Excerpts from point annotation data
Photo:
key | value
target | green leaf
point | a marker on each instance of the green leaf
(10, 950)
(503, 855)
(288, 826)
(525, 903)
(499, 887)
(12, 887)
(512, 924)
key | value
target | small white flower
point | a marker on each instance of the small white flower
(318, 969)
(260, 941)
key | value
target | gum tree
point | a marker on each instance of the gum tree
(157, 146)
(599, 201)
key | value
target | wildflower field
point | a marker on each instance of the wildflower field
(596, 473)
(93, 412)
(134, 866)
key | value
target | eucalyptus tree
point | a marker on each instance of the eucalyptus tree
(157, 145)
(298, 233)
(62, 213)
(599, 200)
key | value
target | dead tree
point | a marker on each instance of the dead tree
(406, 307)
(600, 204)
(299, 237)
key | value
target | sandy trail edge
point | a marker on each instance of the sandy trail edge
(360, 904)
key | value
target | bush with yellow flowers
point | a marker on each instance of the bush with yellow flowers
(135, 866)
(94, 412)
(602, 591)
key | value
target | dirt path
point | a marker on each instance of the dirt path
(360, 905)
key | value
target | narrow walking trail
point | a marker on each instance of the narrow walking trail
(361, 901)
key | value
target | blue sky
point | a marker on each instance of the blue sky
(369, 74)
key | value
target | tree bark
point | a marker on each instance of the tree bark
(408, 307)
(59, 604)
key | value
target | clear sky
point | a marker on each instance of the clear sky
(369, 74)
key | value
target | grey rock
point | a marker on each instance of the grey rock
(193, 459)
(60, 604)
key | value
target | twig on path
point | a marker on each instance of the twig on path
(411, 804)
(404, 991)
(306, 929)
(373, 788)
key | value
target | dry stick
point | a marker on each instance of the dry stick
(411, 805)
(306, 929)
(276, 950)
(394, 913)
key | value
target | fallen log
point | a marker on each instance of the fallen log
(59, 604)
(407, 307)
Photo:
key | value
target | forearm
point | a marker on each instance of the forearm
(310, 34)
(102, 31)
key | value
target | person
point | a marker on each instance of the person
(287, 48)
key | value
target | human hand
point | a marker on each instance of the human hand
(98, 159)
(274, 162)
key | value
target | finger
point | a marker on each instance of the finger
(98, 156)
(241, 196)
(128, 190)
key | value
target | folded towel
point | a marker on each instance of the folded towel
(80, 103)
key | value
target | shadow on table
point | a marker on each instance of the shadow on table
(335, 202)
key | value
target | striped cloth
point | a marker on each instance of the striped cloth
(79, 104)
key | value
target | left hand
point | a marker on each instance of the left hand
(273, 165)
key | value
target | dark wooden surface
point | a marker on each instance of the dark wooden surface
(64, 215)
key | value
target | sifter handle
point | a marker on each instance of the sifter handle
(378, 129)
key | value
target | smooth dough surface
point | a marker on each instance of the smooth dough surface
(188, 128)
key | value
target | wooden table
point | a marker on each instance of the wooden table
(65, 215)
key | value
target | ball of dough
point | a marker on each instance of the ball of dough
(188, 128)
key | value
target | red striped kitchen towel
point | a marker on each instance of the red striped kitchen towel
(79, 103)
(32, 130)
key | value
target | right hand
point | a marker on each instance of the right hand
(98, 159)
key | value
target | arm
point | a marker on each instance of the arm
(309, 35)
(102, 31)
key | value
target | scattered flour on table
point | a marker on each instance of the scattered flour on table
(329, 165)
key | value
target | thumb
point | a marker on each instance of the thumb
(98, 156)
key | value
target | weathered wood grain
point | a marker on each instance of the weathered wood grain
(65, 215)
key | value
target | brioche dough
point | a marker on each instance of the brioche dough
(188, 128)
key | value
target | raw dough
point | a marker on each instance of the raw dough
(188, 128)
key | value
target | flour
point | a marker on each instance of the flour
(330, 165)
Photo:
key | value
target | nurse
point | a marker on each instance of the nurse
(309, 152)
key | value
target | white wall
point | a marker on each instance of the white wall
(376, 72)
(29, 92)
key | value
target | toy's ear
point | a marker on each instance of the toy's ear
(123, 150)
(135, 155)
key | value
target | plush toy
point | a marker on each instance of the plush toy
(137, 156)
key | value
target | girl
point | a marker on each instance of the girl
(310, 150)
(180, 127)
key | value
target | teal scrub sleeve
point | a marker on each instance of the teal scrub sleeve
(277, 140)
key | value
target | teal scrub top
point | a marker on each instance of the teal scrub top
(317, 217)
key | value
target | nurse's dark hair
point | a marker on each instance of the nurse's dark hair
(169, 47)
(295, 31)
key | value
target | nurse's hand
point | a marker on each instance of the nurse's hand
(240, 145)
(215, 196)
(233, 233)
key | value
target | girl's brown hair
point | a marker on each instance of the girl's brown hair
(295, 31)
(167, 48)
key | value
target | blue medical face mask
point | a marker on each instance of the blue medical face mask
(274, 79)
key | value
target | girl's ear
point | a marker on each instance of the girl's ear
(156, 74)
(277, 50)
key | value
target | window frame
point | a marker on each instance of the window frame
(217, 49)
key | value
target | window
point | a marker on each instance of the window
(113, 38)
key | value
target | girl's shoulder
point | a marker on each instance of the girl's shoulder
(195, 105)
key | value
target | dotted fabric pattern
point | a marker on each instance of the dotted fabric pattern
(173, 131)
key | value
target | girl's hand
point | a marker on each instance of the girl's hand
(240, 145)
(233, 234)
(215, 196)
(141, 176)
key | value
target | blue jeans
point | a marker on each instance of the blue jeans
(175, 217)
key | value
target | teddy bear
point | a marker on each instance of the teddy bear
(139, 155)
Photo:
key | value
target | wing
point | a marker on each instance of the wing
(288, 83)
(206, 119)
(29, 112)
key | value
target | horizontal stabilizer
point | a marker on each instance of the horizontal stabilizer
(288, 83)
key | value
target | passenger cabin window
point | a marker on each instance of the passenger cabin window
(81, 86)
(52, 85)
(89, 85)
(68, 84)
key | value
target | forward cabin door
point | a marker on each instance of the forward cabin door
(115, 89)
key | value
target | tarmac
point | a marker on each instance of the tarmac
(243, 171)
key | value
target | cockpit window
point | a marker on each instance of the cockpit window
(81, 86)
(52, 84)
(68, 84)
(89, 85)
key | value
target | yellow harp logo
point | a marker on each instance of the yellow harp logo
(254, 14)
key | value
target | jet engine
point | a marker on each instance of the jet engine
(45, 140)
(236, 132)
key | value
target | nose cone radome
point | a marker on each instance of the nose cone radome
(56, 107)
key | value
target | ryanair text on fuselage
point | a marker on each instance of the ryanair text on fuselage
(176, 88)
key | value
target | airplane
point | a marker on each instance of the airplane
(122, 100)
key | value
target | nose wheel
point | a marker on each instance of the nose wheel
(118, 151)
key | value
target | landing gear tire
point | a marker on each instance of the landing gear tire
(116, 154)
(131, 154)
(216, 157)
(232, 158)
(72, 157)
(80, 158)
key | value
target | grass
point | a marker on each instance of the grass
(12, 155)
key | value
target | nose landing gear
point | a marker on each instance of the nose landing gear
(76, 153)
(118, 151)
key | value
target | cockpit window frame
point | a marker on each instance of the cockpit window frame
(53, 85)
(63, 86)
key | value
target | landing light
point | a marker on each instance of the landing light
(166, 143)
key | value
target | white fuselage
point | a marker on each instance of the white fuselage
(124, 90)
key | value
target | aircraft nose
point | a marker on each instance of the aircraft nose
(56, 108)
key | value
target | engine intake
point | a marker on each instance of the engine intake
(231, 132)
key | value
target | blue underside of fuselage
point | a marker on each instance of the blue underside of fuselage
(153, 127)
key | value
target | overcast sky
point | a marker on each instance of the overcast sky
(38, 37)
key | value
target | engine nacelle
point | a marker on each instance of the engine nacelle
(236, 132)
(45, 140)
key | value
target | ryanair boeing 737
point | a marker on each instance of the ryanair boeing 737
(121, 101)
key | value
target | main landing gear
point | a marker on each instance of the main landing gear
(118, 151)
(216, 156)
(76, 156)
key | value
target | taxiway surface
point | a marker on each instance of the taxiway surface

## Problem to solve
Send back each record exactly as it stands.

## Exercise solution
Photo:
key | value
target | green leaf
point | a marker on each instance of the green leaf
(10, 950)
(503, 855)
(288, 826)
(525, 903)
(499, 887)
(12, 887)
(512, 924)
key | value
target | small white flower
point | a marker on each instance of the small white flower
(318, 969)
(260, 941)
key | value
target | gum tree
point | a marker on each instance of the gum tree
(157, 146)
(599, 201)
key | value
target | wildflower field
point | a marker on each instance of the wildflower field
(596, 473)
(93, 412)
(134, 866)
key | value
target | eucalyptus tree
point | a marker on each instance of the eucalyptus tree
(157, 145)
(298, 233)
(62, 213)
(599, 200)
key | value
target | dead tree
point | a marker on each instance of the dead tree
(406, 307)
(600, 204)
(299, 237)
key | value
target | sandy trail edge
point | a marker on each instance of the sandy trail edge
(360, 904)
key | value
target | bush with yellow flowers
point | a marker on each instance of the bush with yellow flowers
(135, 866)
(94, 412)
(602, 591)
key | value
target | dirt path
point | a marker on each instance of the dirt path
(360, 905)
key | value
target | narrow walking trail
point | a marker on each instance of the narrow walking trail
(361, 901)
key | value
target | blue sky
point | a marker on each instance of the blue sky
(369, 74)
key | value
target | tree bark
point | a marker on each instance of the tree bark
(408, 307)
(59, 604)
key | value
target | clear sky
point | a marker on each instance of the clear sky
(369, 74)
key | value
target | grey rock
point | a marker on each instance of the grey rock
(193, 459)
(60, 604)
key | value
target | twig on path
point | a marker on each instance of the twig on path
(411, 804)
(404, 991)
(306, 929)
(373, 788)
key | value
target | dry stick
point | a marker on each instance of the dry stick
(411, 805)
(306, 929)
(276, 950)
(394, 913)
key | value
target | fallen log
point | a marker on each instance of the fallen log
(59, 604)
(407, 307)
Photo:
key | value
target | forearm
point | a marker on each instance of the forearm
(310, 34)
(102, 31)
key | value
target | person
point | a marker on each instance of the person
(287, 48)
key | value
target | human hand
point | a marker on each instance of the human hand
(98, 159)
(274, 162)
key | value
target | finger
point | a marker on each instance of the finger
(98, 156)
(241, 196)
(128, 190)
key | value
target | folded towel
point | a marker on each instance of the folded towel
(80, 103)
key | value
target | shadow on table
point | a marker on each instance of the shadow on table
(335, 202)
key | value
target | striped cloth
point | a marker on each instance of the striped cloth
(79, 104)
key | value
target | left hand
point | a marker on each instance of the left hand
(273, 165)
key | value
target | dark wooden surface
point | a marker on each instance of the dark wooden surface
(64, 215)
key | value
target | sifter handle
point | a marker on each instance of the sifter handle
(378, 129)
key | value
target | smooth dough surface
point | a marker on each instance of the smooth dough surface
(188, 128)
key | value
target | wooden table
point | a marker on each instance of the wooden table
(65, 215)
key | value
target | ball of dough
point | a marker on each instance of the ball of dough
(188, 128)
key | value
target | red striped kitchen towel
point | a marker on each instance of the red striped kitchen towel
(79, 103)
(32, 130)
key | value
target | right hand
point | a marker on each instance of the right hand
(98, 159)
key | value
target | arm
point | a marker on each instance of the arm
(309, 35)
(102, 31)
key | value
target | scattered flour on table
point | a marker on each instance of the scattered flour on table
(329, 165)
key | value
target | thumb
point | a marker on each instance of the thumb
(98, 156)
key | value
target | weathered wood grain
point | a marker on each instance of the weathered wood grain
(65, 215)
key | value
target | brioche dough
point | a marker on each instance of the brioche dough
(188, 128)
key | value
target | raw dough
point | a marker on each instance of the raw dough
(188, 128)
key | value
target | flour
point | a marker on each instance of the flour
(330, 165)
Photo:
key | value
target | nurse
point | a marker on each instance of the nurse
(309, 152)
key | value
target | white wall
point | a marker on each instance of the white wall
(376, 72)
(29, 92)
key | value
target | toy's ear
point | a marker on each instance of the toy's ear
(123, 150)
(135, 155)
key | value
target | plush toy
point | a marker on each instance of the plush toy
(137, 156)
key | value
target | girl
point | a marker on each instance of the girl
(310, 150)
(180, 127)
key | value
target | teal scrub sleeve
point | a marker on each instance of the teal scrub sleeve
(277, 140)
key | value
target | teal scrub top
point | a marker on each instance of the teal scrub top
(317, 217)
key | value
target | nurse's dark hair
point | a marker on each instance of the nurse's dark hair
(169, 47)
(295, 31)
key | value
target | nurse's hand
point | a marker on each instance of the nurse's hand
(240, 145)
(215, 196)
(233, 233)
key | value
target | girl's brown hair
point | a marker on each instance of the girl's brown hair
(295, 31)
(167, 48)
key | value
target | blue medical face mask
point | a marker on each instance of the blue medical face mask
(274, 79)
key | value
target | girl's ear
point | a marker on each instance of the girl's ear
(156, 74)
(277, 50)
key | value
target | window frame
point | a marker on each instance of the window frame
(217, 49)
key | value
target | window
point | a marker on each instance of the window
(113, 38)
key | value
target | girl's shoulder
point | a marker on each instance of the girl's shoulder
(195, 105)
key | value
target | dotted fabric pattern
point | a marker on each instance of the dotted fabric pattern
(173, 131)
key | value
target | girl's hand
point | a marker on each instance of the girl's hand
(240, 145)
(233, 234)
(215, 196)
(141, 176)
key | value
target | blue jeans
point | a marker on each instance of the blue jeans
(175, 217)
key | value
target | teddy bear
point | a marker on each instance of the teddy bear
(139, 155)
Photo:
key | value
target | wing
point | a marker on each instance of the wing
(288, 83)
(206, 119)
(29, 112)
key | value
target | horizontal stabilizer
point | a marker on each instance of the horizontal stabilizer
(288, 83)
key | value
target | passenger cabin window
point | a marker on each instance of the passenger cabin window
(81, 86)
(52, 85)
(89, 85)
(68, 84)
key | value
target | forward cabin door
point | a marker on each instance of the forward cabin door
(115, 89)
key | value
target | tarmac
point | a marker on each instance of the tarmac
(243, 171)
key | value
target | cockpit window
point | a marker on each instance of the cockpit window
(81, 86)
(52, 84)
(68, 84)
(89, 85)
key | value
target | yellow harp logo
point | a marker on each instance of the yellow harp logo
(254, 14)
key | value
target | jet engine
point | a marker on each instance of the jet engine
(45, 140)
(236, 132)
key | value
target | nose cone radome
point | a marker on each instance of the nose cone radome
(56, 107)
key | value
target | ryanair text on fuselage
point | a marker on each instance of the ryanair text on fuselage
(176, 88)
key | value
target | airplane
point | a marker on each instance of the airplane
(122, 100)
key | value
target | nose wheel
point | a marker on each instance of the nose wheel
(118, 151)
key | value
target | landing gear tire
point | a marker on each instance of the landing gear tire
(116, 154)
(131, 154)
(216, 157)
(232, 158)
(72, 157)
(80, 158)
key | value
target | grass
point | a marker on each instance of the grass
(12, 155)
key | value
target | nose landing gear
point | a marker on each instance of the nose landing gear
(76, 153)
(118, 151)
key | value
target | cockpit window frame
point | a marker on each instance of the cockpit window frame
(53, 85)
(63, 86)
key | value
target | landing light
point | a marker on each instance of the landing light
(166, 143)
key | value
target | white fuselage
point | a marker on each instance of the white fuselage
(124, 90)
key | value
target | aircraft nose
point | a marker on each instance of the aircraft nose
(56, 108)
key | value
target | engine intake
point | a marker on each instance of the engine intake
(231, 132)
key | value
target | blue underside of fuselage
point | a marker on each instance of the blue underside of fuselage
(153, 127)
key | value
target | overcast sky
point | a marker on each instance of the overcast sky
(38, 37)
key | value
target | engine nacelle
point | a marker on each instance of the engine nacelle
(236, 132)
(45, 140)
key | value
target | ryanair boeing 737
point | a marker on each instance of the ryanair boeing 737
(121, 101)
key | value
target | main landing gear
point | a marker on each instance of the main landing gear
(118, 151)
(216, 156)
(76, 156)
key | value
target | taxiway surface
point | a marker on each instance of the taxiway surface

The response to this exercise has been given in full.